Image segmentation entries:

* begin *

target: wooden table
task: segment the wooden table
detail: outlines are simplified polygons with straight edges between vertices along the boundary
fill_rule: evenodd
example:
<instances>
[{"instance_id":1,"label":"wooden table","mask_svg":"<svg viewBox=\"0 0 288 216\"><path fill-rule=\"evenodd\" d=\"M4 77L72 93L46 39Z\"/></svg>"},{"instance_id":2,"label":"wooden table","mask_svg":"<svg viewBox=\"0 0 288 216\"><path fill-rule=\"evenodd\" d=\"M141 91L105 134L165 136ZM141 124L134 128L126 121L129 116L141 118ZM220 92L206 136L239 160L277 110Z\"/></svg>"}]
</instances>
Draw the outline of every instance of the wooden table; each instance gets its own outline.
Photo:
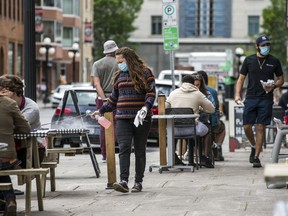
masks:
<instances>
[{"instance_id":1,"label":"wooden table","mask_svg":"<svg viewBox=\"0 0 288 216\"><path fill-rule=\"evenodd\" d=\"M198 114L169 114L169 115L154 115L153 119L166 119L166 130L167 130L167 149L168 149L168 163L167 165L151 165L149 171L152 168L159 168L159 173L162 171L168 171L171 168L176 169L191 169L194 171L194 166L175 166L175 140L174 140L174 120L180 118L198 118ZM159 137L160 139L160 137Z\"/></svg>"}]
</instances>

* end *

TASK TO COMPLETE> Edit the lines above by replacing "straight edges" with "linear edges" and leaving everything else unchanged. Omit the pictures from your answer.

THE REPLY>
target: wooden table
task: segment the wooden table
detail: outlines are simplified polygons with linear edges between vertices along the boundary
fill_rule: evenodd
example:
<instances>
[{"instance_id":1,"label":"wooden table","mask_svg":"<svg viewBox=\"0 0 288 216\"><path fill-rule=\"evenodd\" d=\"M4 77L72 93L46 39Z\"/></svg>"},{"instance_id":2,"label":"wooden table","mask_svg":"<svg viewBox=\"0 0 288 216\"><path fill-rule=\"evenodd\" d=\"M141 91L105 134L165 136ZM141 124L134 128L126 121L129 116L141 118ZM220 92L206 136L239 160L277 110Z\"/></svg>"}]
</instances>
Draw the outline of every instance of the wooden table; each instance gets its own outline.
Photo:
masks:
<instances>
[{"instance_id":1,"label":"wooden table","mask_svg":"<svg viewBox=\"0 0 288 216\"><path fill-rule=\"evenodd\" d=\"M198 114L169 114L169 115L154 115L153 119L166 119L166 130L167 130L167 149L168 149L168 163L167 165L151 165L149 171L152 168L159 168L159 173L162 171L168 171L171 168L176 169L191 169L194 171L194 166L175 166L175 140L174 140L174 120L180 118L198 118ZM159 137L160 139L160 137Z\"/></svg>"}]
</instances>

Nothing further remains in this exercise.